*** RECORD EXCERPTS Section Begins ***

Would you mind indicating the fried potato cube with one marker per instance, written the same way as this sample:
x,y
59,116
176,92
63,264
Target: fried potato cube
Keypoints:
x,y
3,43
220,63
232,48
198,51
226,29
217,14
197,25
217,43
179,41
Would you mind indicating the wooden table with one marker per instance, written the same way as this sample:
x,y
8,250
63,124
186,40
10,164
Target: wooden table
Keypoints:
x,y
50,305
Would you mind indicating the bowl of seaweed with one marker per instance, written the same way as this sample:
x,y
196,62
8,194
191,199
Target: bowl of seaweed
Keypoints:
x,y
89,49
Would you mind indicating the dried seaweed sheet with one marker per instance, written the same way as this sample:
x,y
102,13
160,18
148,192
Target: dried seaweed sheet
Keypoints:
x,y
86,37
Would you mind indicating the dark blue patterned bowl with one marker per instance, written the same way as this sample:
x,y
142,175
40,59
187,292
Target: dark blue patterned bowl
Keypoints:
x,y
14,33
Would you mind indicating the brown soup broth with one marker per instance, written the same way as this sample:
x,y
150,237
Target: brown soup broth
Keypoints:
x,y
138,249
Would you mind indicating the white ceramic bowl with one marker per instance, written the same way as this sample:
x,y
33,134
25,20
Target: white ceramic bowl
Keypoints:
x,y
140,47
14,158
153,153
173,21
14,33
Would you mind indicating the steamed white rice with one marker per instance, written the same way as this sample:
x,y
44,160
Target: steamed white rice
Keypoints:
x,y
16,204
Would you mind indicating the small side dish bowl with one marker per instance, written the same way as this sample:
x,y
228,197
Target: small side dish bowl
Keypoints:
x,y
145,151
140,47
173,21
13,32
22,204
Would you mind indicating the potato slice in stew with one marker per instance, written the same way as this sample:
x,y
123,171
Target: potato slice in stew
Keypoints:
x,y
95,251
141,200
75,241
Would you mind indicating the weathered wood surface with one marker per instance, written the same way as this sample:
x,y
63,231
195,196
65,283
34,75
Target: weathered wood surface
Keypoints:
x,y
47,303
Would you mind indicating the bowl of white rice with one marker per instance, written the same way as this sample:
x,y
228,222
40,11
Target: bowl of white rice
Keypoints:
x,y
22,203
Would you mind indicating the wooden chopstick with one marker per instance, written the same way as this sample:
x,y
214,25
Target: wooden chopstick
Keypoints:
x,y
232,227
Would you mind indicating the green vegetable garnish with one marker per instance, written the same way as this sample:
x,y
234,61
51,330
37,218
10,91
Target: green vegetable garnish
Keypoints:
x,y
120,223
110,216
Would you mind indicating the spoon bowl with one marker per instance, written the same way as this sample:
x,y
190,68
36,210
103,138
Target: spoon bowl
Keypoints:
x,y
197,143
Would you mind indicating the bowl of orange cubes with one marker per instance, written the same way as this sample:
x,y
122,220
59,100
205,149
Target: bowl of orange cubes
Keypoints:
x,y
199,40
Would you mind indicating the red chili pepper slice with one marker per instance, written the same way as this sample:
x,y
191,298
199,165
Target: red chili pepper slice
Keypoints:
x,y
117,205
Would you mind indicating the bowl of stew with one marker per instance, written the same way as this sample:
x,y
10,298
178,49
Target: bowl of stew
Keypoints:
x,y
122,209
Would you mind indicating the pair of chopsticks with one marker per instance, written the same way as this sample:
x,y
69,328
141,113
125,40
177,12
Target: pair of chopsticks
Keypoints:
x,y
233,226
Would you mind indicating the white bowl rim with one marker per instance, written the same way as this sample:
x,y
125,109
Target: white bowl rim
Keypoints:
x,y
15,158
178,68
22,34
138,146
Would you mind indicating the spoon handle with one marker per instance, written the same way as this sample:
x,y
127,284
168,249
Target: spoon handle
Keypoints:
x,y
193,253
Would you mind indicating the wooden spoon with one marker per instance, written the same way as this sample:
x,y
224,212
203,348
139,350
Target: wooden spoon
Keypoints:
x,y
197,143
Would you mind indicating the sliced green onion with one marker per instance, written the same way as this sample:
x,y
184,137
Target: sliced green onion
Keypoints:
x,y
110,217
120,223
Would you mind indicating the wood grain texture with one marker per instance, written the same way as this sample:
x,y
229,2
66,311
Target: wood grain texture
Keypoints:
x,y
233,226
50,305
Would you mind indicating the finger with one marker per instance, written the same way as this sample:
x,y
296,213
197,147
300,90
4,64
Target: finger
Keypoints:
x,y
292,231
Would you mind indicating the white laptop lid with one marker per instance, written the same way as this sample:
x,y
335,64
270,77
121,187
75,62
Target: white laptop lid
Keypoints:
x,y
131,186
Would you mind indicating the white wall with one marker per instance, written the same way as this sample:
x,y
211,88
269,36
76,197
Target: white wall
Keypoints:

*** RECORD EXCERPTS Section Ends ***

| YOUR TASK |
Could you reproduce every line of the listing exactly?

| YOUR SOLUTION |
Would you mind indicating the fried potato cube with one marker per instance, written the same way as this sample:
x,y
59,116
176,92
63,264
Target: fried potato cube
Keypoints:
x,y
3,43
220,63
232,48
198,51
226,29
217,14
197,25
217,43
179,41
Would you mind indicating the wooden table with one marker per instance, written the same way as this sample:
x,y
8,250
63,124
186,40
10,164
Target: wooden table
Keypoints:
x,y
50,305
Would you mind indicating the bowl of seaweed with one marker per instance, written the same way as this sample:
x,y
196,62
8,194
191,199
Target: bowl of seaweed
Keypoints:
x,y
89,49
Would you mind indicating the dried seaweed sheet with one marker per instance, written the same way as this sample:
x,y
102,13
160,18
148,192
Target: dried seaweed sheet
Keypoints:
x,y
86,37
Would you mind indicating the dark blue patterned bowl with one marker per instance, written the same way as this sample:
x,y
142,175
40,59
187,292
Target: dark blue patterned bowl
Keypoints:
x,y
14,33
Would you mind indicating the brown soup broth with one marker per instance, written the same way as this sample:
x,y
150,237
Target: brown soup broth
Keypoints:
x,y
138,249
Would you mind indicating the white ceramic bowl with one marker per instance, written the same way as this sample:
x,y
33,134
25,20
Target: white ceramic bowl
Keypoints:
x,y
140,47
14,158
153,153
173,21
14,33
Would you mind indicating the steamed white rice with one marker per instance, written the same way as this sample:
x,y
44,160
Target: steamed white rice
Keypoints:
x,y
16,204
Would you mind indicating the small side dish bowl with one marker per instance, written the same way as this sample:
x,y
228,197
Target: small side dish bowl
Keypoints:
x,y
145,151
140,47
173,21
13,32
22,204
Would you mind indicating the potato slice in stew with one marker per instance, written the same way as this sample:
x,y
123,171
Target: potato slice in stew
Keypoints:
x,y
95,251
141,200
75,241
Would you mind indicating the weathered wood surface with one marker per instance, written the same way as this sample:
x,y
63,231
195,196
65,283
34,75
Target: weathered wood surface
Keypoints:
x,y
47,303
Would you mind indicating the bowl of white rice with one marker per instance, written the same way as this sample:
x,y
228,222
40,11
Target: bowl of white rice
Keypoints:
x,y
22,203
Would you mind indicating the wooden chopstick with one marker per instance, written the same way as this sample:
x,y
214,25
Target: wooden chopstick
Keypoints:
x,y
232,227
Would you mind indicating the green vegetable garnish with one marker per instance, written the same way as this sample:
x,y
234,61
51,330
37,218
10,91
Target: green vegetable garnish
Keypoints:
x,y
120,223
110,216
Would you mind indicating the spoon bowl with one marker per instance, written the same way as this sample:
x,y
190,68
36,210
103,138
Target: spoon bowl
Keypoints:
x,y
197,143
Would you mind indicating the bowl of orange cubes with one marker per instance, written the same way as this sample:
x,y
122,220
59,100
205,149
Target: bowl of orange cubes
Keypoints:
x,y
199,40
Would you mind indicating the red chili pepper slice with one marker per instance, written the same way as this sample:
x,y
191,298
199,165
Target: red chili pepper slice
Keypoints:
x,y
117,205
Would you mind indicating the bowl of stew with one marker per instance, written the same way as this sample:
x,y
10,298
178,49
Target: bowl of stew
Keypoints:
x,y
122,209
Would you mind indicating the pair of chopsticks with one marker per instance, written the same way as this sample:
x,y
69,328
141,113
125,40
177,12
Target: pair of chopsticks
Keypoints:
x,y
233,226
Would you mind indicating the white bowl rim with one marker per instance, written the same way as this sample:
x,y
125,109
Target: white bowl rim
Keypoints:
x,y
15,158
178,68
22,34
138,146
Would you mind indicating the spoon handle with one marker per instance, written the same way as this sample:
x,y
127,284
168,249
Target: spoon handle
Keypoints:
x,y
193,253
Would you mind indicating the wooden spoon with one marker per instance, written the same way as this sample:
x,y
224,212
203,348
139,350
Target: wooden spoon
Keypoints:
x,y
197,143
Would you mind indicating the sliced green onion with one marker per instance, written the same way as this sample:
x,y
184,137
Target: sliced green onion
Keypoints:
x,y
110,217
120,223
Would you mind indicating the wood grain texture with one marker per instance, written the same way as this sample:
x,y
229,2
66,311
Target: wood grain texture
Keypoints:
x,y
233,226
50,305
Would you mind indicating the finger with one marker per instance, written the same way as this sample:
x,y
296,213
197,147
300,90
4,64
Target: finger
Keypoints:
x,y
292,231
Would you mind indicating the white laptop lid with one marker per instance, written the same way as this sample:
x,y
335,64
270,77
121,187
75,62
Target: white laptop lid
Keypoints:
x,y
131,186
Would you mind indicating the white wall with one marker per instance, written the same way as this sample:
x,y
211,88
269,36
76,197
Target: white wall
Keypoints:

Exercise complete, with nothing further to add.